▶ **Exercises**
A. List the course numbers of the CMU introductory machine learning courses that the course description accepts as the required prior course.
B. Extend the course description on learning with large datasets, picking up after its final sentence about exams.

▶ **Text shown**
Course Overview

Large datasets pose difficulties across the machine learning pipeline. They are difficult to visualize and introduce computational, storage, and communication bottlenecks during data preprocessing and model training. Moreover, high capacity models often used in conjunction with large datasets introduce additional computational and storage hurdles during model training and inference. This course is intended to provide a student with the mathematical, algorithmic, and practical knowledge of issues involving learning with large datasets. Among the topics considered are: data cleaning, visualization, and pre-processing at scale; principles of parallel and distributed computing for machine learning; techniques for scalable deep learning; analysis of programs in terms of memory, computation, and (for parallel methods) communication complexity; and methods for low-latency inference.

Prerequisites

Students are required to have taken a CMU introductory machine learning course (10-301, 10-315, 10-601, 10-701, or 10-715). A strong background in programming will also be necessary; suggested prerequisites include 15-210, 15-214, or equivalent. Students are expected to be familiar with Python or learn it during the course.

Textbooks

There will be no required textbooks, though we may suggest additional reading in the schedule below.

Course Components

The requirements of this course consist of participating in lectures, homework assignments, and two exams. The grading breakdown is the following:

Exams

You are required to attend all exams. The exams will be given during class. Please plan your travel accordingly as we will not be able accommodate individual travel needs (e.g. by offering the exam early).

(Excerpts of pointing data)

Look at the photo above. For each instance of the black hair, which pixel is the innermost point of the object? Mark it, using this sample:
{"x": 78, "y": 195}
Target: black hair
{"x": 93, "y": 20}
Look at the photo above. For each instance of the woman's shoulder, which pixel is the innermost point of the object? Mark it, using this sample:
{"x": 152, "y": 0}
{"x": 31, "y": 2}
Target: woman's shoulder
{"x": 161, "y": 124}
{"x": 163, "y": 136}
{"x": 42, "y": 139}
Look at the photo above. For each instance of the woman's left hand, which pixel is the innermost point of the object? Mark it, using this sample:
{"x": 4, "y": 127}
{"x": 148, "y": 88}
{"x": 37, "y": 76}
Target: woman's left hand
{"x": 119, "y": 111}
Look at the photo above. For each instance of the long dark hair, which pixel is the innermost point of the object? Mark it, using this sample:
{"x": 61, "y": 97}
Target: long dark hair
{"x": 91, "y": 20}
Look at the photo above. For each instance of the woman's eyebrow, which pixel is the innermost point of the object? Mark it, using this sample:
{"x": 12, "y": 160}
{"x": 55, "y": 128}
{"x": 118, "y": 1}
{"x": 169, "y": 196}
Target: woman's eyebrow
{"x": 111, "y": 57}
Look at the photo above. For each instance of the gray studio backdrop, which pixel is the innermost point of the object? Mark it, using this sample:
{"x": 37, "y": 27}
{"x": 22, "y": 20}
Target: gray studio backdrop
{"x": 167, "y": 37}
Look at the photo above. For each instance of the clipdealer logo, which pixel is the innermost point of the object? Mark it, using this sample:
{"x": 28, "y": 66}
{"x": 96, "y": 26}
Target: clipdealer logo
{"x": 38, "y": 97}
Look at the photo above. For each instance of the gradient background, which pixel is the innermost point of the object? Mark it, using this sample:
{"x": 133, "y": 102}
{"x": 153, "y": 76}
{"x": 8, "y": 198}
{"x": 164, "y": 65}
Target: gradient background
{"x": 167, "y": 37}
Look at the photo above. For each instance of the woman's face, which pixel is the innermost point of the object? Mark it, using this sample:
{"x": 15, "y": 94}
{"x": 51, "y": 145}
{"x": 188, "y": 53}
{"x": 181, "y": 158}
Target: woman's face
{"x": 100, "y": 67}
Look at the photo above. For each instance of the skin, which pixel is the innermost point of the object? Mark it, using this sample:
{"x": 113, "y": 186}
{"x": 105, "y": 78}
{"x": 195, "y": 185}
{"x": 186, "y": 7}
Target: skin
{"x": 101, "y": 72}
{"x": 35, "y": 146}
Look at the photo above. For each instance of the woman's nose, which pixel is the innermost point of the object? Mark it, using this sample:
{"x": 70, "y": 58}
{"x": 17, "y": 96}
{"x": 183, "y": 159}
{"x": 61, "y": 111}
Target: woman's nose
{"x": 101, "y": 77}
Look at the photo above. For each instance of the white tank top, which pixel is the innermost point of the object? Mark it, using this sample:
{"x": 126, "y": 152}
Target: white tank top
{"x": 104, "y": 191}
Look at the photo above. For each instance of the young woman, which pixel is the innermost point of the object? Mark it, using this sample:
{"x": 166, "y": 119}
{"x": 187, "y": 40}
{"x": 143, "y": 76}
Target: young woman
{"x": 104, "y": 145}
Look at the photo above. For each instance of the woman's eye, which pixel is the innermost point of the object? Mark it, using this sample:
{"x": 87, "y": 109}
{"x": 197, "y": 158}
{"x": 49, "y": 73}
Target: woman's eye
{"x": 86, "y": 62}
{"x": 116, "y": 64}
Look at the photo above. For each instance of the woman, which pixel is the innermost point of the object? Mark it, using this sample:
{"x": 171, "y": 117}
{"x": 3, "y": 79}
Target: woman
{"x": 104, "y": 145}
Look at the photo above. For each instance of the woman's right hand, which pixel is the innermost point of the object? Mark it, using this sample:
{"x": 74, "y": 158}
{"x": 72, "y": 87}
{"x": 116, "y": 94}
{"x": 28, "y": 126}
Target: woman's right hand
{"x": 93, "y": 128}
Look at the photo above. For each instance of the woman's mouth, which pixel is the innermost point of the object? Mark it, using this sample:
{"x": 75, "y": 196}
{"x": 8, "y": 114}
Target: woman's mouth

▶ **Responses in order**
A. 10-301, 10-315, 10-601, 10-701, 10-715

B.
If you have an unavoidable conflict with an exam (e.g. an exam in another course), notify us by filling out the exam conflict form which will be released on Piazza a few weeks before the exam.

Homework

The homeworks will be divided into two components: programming and written. The programming assignments will ask you to implement ML algorithms from scratch; they emphasize understanding of real-world applications of ML, building end-to-end systems, and experimental design. The written assignments will focus on core concepts, “on-paper” implementations of classic learning algorithms, derivations, and understanding of theory.

Piazza

We will use Piazza for class discussions. Please go to this Piazza website to join the course forum (note: you must use a cmu.edu email account to join). We strongly encourage students to post on this forum rather than emailing the course staff directly (this will be more efficient for both students and staff). Students should use Piazza to:

The course Academic Integrity Policy must be followed on the message boards at all times. Do not post or request homework solutions! Also, please be polite.

Gradescope

We use Gradescope to collect PDF submissions of open-ended questions on the homework (e.g. mathematical derivations, plots, short answers). The course staff will manually grade your submission, and you’ll receive personalized feedback explaining your final marks.

You will also submit your code for programming questions on the homework to Gradescope. After uploading your code, our grading scripts will autograde your assignment by running your program on a VM. This provides you with immediate feedback on the performance of your submission.

Regrade Requests

If you believe an error was made during manual grading, you’ll be able to submit a regrade request on Gradescope. For each homework, regrade requests will be open for only **1 week** after the grades have been published. This is to encourage you to check the feedback you’ve received early!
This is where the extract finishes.